- Task instructions: Your result should be the lines holding the word "after", copied from the entries below.

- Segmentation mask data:
----------

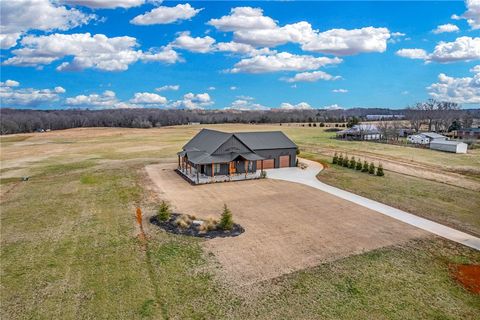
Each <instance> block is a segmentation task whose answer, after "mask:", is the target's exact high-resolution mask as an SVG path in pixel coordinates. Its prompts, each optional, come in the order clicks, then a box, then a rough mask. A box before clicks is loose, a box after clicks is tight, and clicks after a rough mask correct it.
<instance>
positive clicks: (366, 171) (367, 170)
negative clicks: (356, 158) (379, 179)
mask: <svg viewBox="0 0 480 320" xmlns="http://www.w3.org/2000/svg"><path fill="white" fill-rule="evenodd" d="M362 172H368V162H367V160H364V161H363V169H362Z"/></svg>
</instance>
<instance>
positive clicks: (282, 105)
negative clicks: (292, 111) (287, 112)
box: [280, 102, 313, 110]
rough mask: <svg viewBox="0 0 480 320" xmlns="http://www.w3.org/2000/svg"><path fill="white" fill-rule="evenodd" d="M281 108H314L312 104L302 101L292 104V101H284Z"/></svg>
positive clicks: (282, 103)
mask: <svg viewBox="0 0 480 320" xmlns="http://www.w3.org/2000/svg"><path fill="white" fill-rule="evenodd" d="M280 109H284V110H309V109H313V108H312V106H311V105H309V104H308V103H306V102H300V103H297V104H291V103H288V102H284V103H282V104H281V105H280Z"/></svg>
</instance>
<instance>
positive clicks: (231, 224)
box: [218, 204, 233, 230]
mask: <svg viewBox="0 0 480 320" xmlns="http://www.w3.org/2000/svg"><path fill="white" fill-rule="evenodd" d="M218 227H219V228H220V229H222V230H232V228H233V215H232V212H231V211H230V209H228V207H227V204H224V205H223V212H222V217H221V218H220V222H219V224H218Z"/></svg>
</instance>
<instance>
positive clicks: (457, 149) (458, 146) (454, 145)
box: [430, 140, 468, 153]
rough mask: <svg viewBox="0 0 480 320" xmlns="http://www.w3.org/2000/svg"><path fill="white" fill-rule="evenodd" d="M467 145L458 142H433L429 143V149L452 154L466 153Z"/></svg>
mask: <svg viewBox="0 0 480 320" xmlns="http://www.w3.org/2000/svg"><path fill="white" fill-rule="evenodd" d="M467 147H468V145H467V144H466V143H464V142H460V141H450V140H433V141H432V142H430V149H432V150H440V151H446V152H454V153H467Z"/></svg>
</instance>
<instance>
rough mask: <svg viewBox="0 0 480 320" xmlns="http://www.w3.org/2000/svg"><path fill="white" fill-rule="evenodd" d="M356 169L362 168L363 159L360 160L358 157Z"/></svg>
mask: <svg viewBox="0 0 480 320" xmlns="http://www.w3.org/2000/svg"><path fill="white" fill-rule="evenodd" d="M355 169H356V170H362V161H360V159H358V161H357V164H356V167H355Z"/></svg>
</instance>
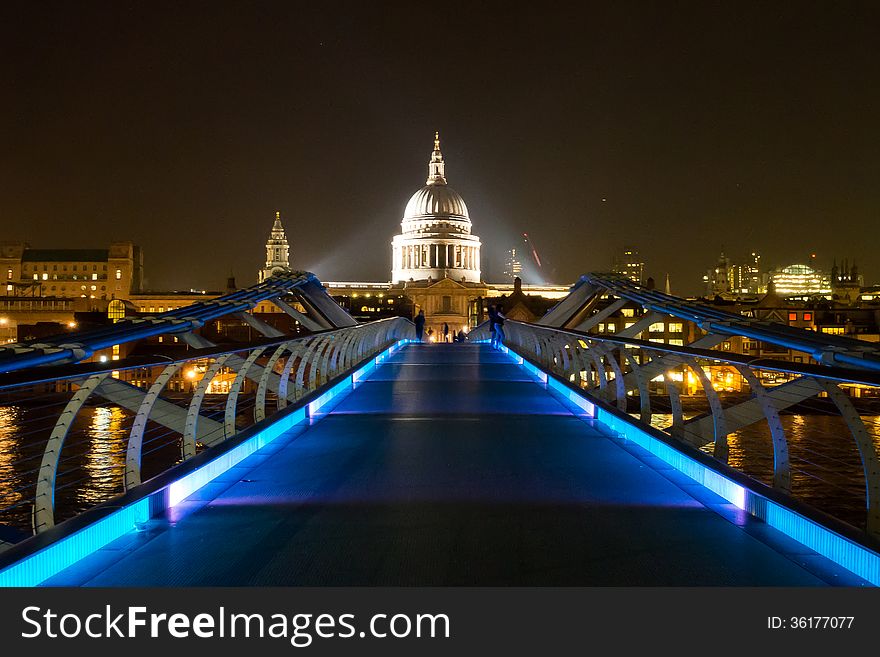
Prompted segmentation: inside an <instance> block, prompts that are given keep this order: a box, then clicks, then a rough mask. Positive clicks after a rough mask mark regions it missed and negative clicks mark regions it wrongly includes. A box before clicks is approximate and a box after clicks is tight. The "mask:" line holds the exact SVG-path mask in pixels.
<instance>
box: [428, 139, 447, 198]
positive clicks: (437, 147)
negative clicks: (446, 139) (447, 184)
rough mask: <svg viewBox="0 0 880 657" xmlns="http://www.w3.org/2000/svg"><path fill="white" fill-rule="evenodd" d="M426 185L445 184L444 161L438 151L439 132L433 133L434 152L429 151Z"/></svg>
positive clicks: (445, 173) (439, 184)
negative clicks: (429, 156)
mask: <svg viewBox="0 0 880 657" xmlns="http://www.w3.org/2000/svg"><path fill="white" fill-rule="evenodd" d="M427 184H428V185H445V184H446V163H445V162H444V161H443V153H441V152H440V133H439V132H435V133H434V152H433V153H431V161H430V162H428V181H427Z"/></svg>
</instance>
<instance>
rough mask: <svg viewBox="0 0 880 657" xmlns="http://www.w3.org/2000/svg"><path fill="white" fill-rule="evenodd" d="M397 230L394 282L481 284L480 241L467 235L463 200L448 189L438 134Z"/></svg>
mask: <svg viewBox="0 0 880 657" xmlns="http://www.w3.org/2000/svg"><path fill="white" fill-rule="evenodd" d="M400 229H401V232H400V234H399V235H395V236H394V239H393V240H391V262H392V265H391V280H392V281H395V282H399V281H422V280H441V279H443V278H451V279H452V280H454V281H456V282H458V281H461V282H462V283H479V282H480V238H479V237H477V236H476V235H472V234H471V220H470V217H469V216H468V211H467V206H466V205H465V204H464V199H462V198H461V196H460V195H459V194H458V192H456V191H455V190H454V189H451V188H450V187H449V185H447V184H446V163H445V162H444V161H443V154H442V153H441V152H440V135H438V134H437V133H434V151H433V152H432V153H431V160H430V161H429V162H428V179H427V180H426V181H425V186H424V187H422V188H421V189H420V190H419V191H417V192H416V193H415V194H413V195H412V197H411V198H410V199H409V202H408V203H407V204H406V209H405V210H404V212H403V221H401V222H400Z"/></svg>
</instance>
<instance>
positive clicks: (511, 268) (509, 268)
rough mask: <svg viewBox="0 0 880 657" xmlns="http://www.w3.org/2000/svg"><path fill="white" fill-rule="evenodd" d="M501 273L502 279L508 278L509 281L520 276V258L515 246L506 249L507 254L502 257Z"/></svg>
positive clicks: (520, 274) (510, 280)
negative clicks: (503, 264)
mask: <svg viewBox="0 0 880 657" xmlns="http://www.w3.org/2000/svg"><path fill="white" fill-rule="evenodd" d="M503 273H504V280H505V281H507V280H509V281H510V282H511V283H512V282H514V281H515V280H516V279H517V278H519V277H521V276H522V260H520V256H519V253H518V252H517V250H516V247H513V248H512V249H508V250H507V254H506V257H505V259H504V272H503Z"/></svg>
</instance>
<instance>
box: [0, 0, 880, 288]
mask: <svg viewBox="0 0 880 657" xmlns="http://www.w3.org/2000/svg"><path fill="white" fill-rule="evenodd" d="M762 7H763V5H761V6H759V5H757V4H746V5H737V6H736V7H726V6H724V5H720V4H712V5H700V6H697V5H694V4H688V3H684V4H681V5H675V6H674V7H662V8H660V7H653V8H652V7H644V6H641V5H627V6H624V7H622V8H618V9H614V8H608V7H600V6H593V7H587V8H580V7H577V8H576V7H573V6H572V7H567V8H563V9H561V10H560V11H559V12H558V13H555V14H553V15H550V14H549V12H546V11H545V12H538V13H533V14H530V13H510V12H507V11H505V12H503V13H502V12H499V11H498V9H497V8H496V7H494V6H492V5H487V6H484V7H480V8H473V9H471V10H469V11H468V12H467V14H465V13H463V12H462V11H460V10H459V8H456V7H455V6H454V5H450V8H449V10H448V11H444V12H442V13H435V12H433V11H430V10H427V9H419V8H407V10H406V11H405V12H404V11H402V10H401V9H399V8H396V6H395V5H385V6H384V7H383V9H382V10H381V11H379V12H378V13H379V14H380V15H381V20H378V21H376V20H373V21H371V29H370V30H361V29H359V26H360V24H361V22H360V21H362V20H363V19H365V14H366V13H367V12H369V13H371V14H374V13H375V12H374V11H373V10H371V9H366V8H363V7H358V6H357V5H354V4H352V5H345V9H346V11H344V12H340V14H339V15H336V16H335V17H333V18H330V17H327V16H326V15H324V12H320V11H317V10H311V9H308V8H303V7H297V8H296V10H295V11H294V9H293V8H291V7H286V6H277V7H276V6H273V5H270V4H267V5H260V7H259V10H257V11H254V12H253V13H250V14H248V15H245V13H244V12H236V11H234V10H223V9H219V8H218V9H216V10H215V11H212V12H211V13H210V14H208V13H205V12H202V11H199V10H197V9H196V8H195V7H192V6H188V7H183V8H179V7H174V6H172V5H166V6H165V11H164V12H163V11H158V12H157V11H155V7H152V6H151V7H149V8H147V7H138V6H136V5H135V6H133V7H128V8H127V9H126V10H125V11H104V10H101V9H100V7H99V6H98V5H95V6H91V7H89V6H79V7H70V6H65V5H60V4H59V5H52V4H48V5H41V6H40V7H39V8H33V7H27V8H25V7H18V8H11V7H4V8H3V9H2V10H0V12H2V14H3V20H2V21H0V23H2V25H3V27H2V28H0V30H2V31H3V41H4V46H3V48H4V51H6V52H5V54H6V56H5V57H4V58H3V60H4V62H3V64H2V65H0V66H2V67H3V68H4V69H5V70H4V72H5V73H6V74H7V75H6V77H7V79H10V80H11V81H12V89H13V90H14V93H13V95H12V98H11V102H8V103H7V104H5V105H4V107H3V108H2V109H0V113H2V115H3V121H2V124H3V125H5V126H6V127H7V128H6V129H7V131H8V137H9V138H8V139H7V140H6V142H7V147H6V148H5V152H6V156H5V157H4V158H3V160H2V164H0V179H2V180H3V181H4V185H3V186H2V191H0V218H2V224H3V238H4V239H13V240H24V241H28V242H30V243H31V245H32V246H33V247H34V248H61V247H69V248H86V247H91V246H94V245H96V244H97V245H104V244H107V243H109V242H111V241H114V240H132V241H134V242H135V243H137V244H139V245H140V246H142V247H143V249H144V253H145V273H146V278H147V282H148V284H149V286H150V287H152V288H154V289H157V288H158V289H161V288H164V289H173V288H189V287H195V288H207V289H211V288H217V287H218V286H220V285H222V282H223V281H224V280H225V278H226V277H227V276H228V275H229V273H230V272H233V273H234V274H235V275H236V277H237V278H238V279H239V280H240V281H241V282H243V283H247V282H250V281H251V280H252V279H253V280H255V279H256V271H257V269H258V268H259V266H260V265H261V264H262V262H261V258H262V255H263V253H264V245H265V241H266V238H267V236H268V234H269V232H270V229H271V226H272V219H273V217H274V213H275V211H277V210H280V211H281V212H282V215H283V216H284V217H285V228H286V229H287V236H288V239H289V241H290V252H291V260H292V263H293V265H294V266H295V267H302V268H304V269H309V270H311V271H314V272H315V273H316V274H317V275H318V276H319V277H322V278H325V279H336V280H344V279H351V278H359V279H367V280H386V279H387V278H388V275H389V272H388V270H389V255H388V253H389V245H390V241H391V238H392V236H393V235H394V234H395V233H396V232H397V230H398V227H399V224H400V220H401V217H402V215H403V208H404V205H405V203H406V200H407V198H409V196H410V195H411V194H412V193H413V192H414V191H415V190H416V189H418V187H419V186H420V185H421V184H422V179H423V169H424V159H425V154H426V148H427V146H428V145H429V140H430V136H431V135H433V132H434V131H435V130H439V131H440V133H441V135H442V136H443V138H444V155H445V156H446V159H447V161H448V162H449V163H450V166H451V171H452V172H453V173H452V176H451V178H450V184H451V185H453V186H454V187H455V188H456V189H457V190H458V191H460V192H461V194H462V196H463V197H464V198H465V199H466V200H467V203H468V207H469V209H470V211H471V218H472V220H473V222H474V230H475V231H476V232H477V233H478V234H479V235H480V236H481V238H482V239H483V241H484V262H485V263H486V266H485V267H484V269H485V270H486V274H487V275H486V278H487V280H500V279H501V277H502V268H503V259H504V253H505V251H506V250H507V249H509V248H510V247H511V246H513V245H516V244H518V242H519V240H520V235H521V234H522V233H523V232H528V233H529V234H530V236H532V237H533V238H534V240H535V243H537V244H538V245H539V246H540V250H541V256H542V259H543V260H545V261H546V262H545V271H547V272H549V273H550V275H552V276H553V278H554V279H555V280H553V281H552V282H556V283H570V282H573V280H574V279H576V277H577V276H578V275H579V274H581V273H584V272H587V271H596V270H600V271H601V270H607V269H609V267H610V264H611V258H612V256H613V255H614V254H615V253H616V252H617V251H618V250H619V249H620V248H621V247H622V246H624V245H625V244H633V245H635V246H637V247H638V248H639V250H640V251H641V253H642V256H643V258H644V260H645V262H646V268H645V273H646V275H648V276H653V277H654V278H655V279H657V281H658V286H659V285H662V277H664V276H665V274H666V273H669V274H670V277H671V282H672V288H673V291H674V292H676V293H681V294H696V293H698V292H700V290H701V288H702V285H701V276H702V274H703V273H704V272H705V270H706V269H707V268H708V267H711V266H712V264H713V263H714V261H715V259H716V258H717V256H718V254H719V253H720V252H721V251H722V250H724V251H725V252H728V253H730V254H740V253H741V254H747V253H749V252H751V251H758V252H761V253H763V254H764V255H765V263H766V265H767V266H768V267H771V266H774V265H775V266H784V265H787V264H791V263H795V262H803V261H804V259H805V257H806V255H808V254H810V253H816V254H817V260H818V261H819V263H820V265H821V266H823V267H825V268H830V264H831V262H832V260H833V259H834V258H837V259H838V260H839V259H842V258H848V259H849V260H850V261H853V260H855V261H856V262H858V263H859V267H860V270H861V272H862V273H863V274H864V277H865V282H866V284H872V283H876V282H878V280H880V262H877V260H876V258H873V257H872V256H873V251H874V246H875V245H876V240H877V237H878V232H880V229H878V225H880V221H878V208H880V192H878V190H877V189H876V186H875V185H874V184H873V181H875V180H877V178H878V174H880V153H878V151H877V146H876V145H877V143H880V139H878V137H880V134H878V127H877V124H876V121H874V120H873V117H874V116H876V114H877V109H878V107H880V92H878V90H877V88H876V85H873V84H870V71H872V70H876V68H877V66H876V64H877V63H880V62H878V59H880V57H878V53H877V49H876V47H875V46H874V43H873V36H872V34H873V33H874V29H873V28H874V27H876V26H877V24H878V22H880V21H878V20H877V19H878V10H877V8H876V7H874V6H872V5H870V4H869V3H850V4H848V5H846V6H845V7H837V8H834V7H828V6H825V5H820V4H808V5H799V7H798V13H797V15H793V14H792V15H788V14H786V12H785V10H784V9H783V8H780V9H779V10H777V11H776V12H762V11H760V10H761V8H762ZM371 17H372V18H375V16H371ZM758 18H760V19H759V20H758ZM425 26H426V27H425ZM657 26H662V27H663V29H661V30H658V29H656V28H657ZM233 36H234V39H232V37H233ZM826 263H827V264H826ZM658 277H659V278H658Z"/></svg>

----------

- Task response:
Each <instance> block is a segmentation task whose answer, after "mask:", is the target's exact high-resolution mask as an SVG path in pixel coordinates. Its prompts, each optional, come in the order clicks, then a box, then a rough mask. A box before clicks is loose, a box after clicks is tight, and clicks after a rough mask correct it.
Prompted segmentation: inside an <instance> block, prompts that are given keep this order: a box, then clicks, then a rough mask. Positive clicks after a rough mask mark regions it missed and negative clicks mark regions it wrongly includes. A box before clicks is approximate and a box after clicks is tight. The "mask:" line holds the exact SVG-path mask in pixels.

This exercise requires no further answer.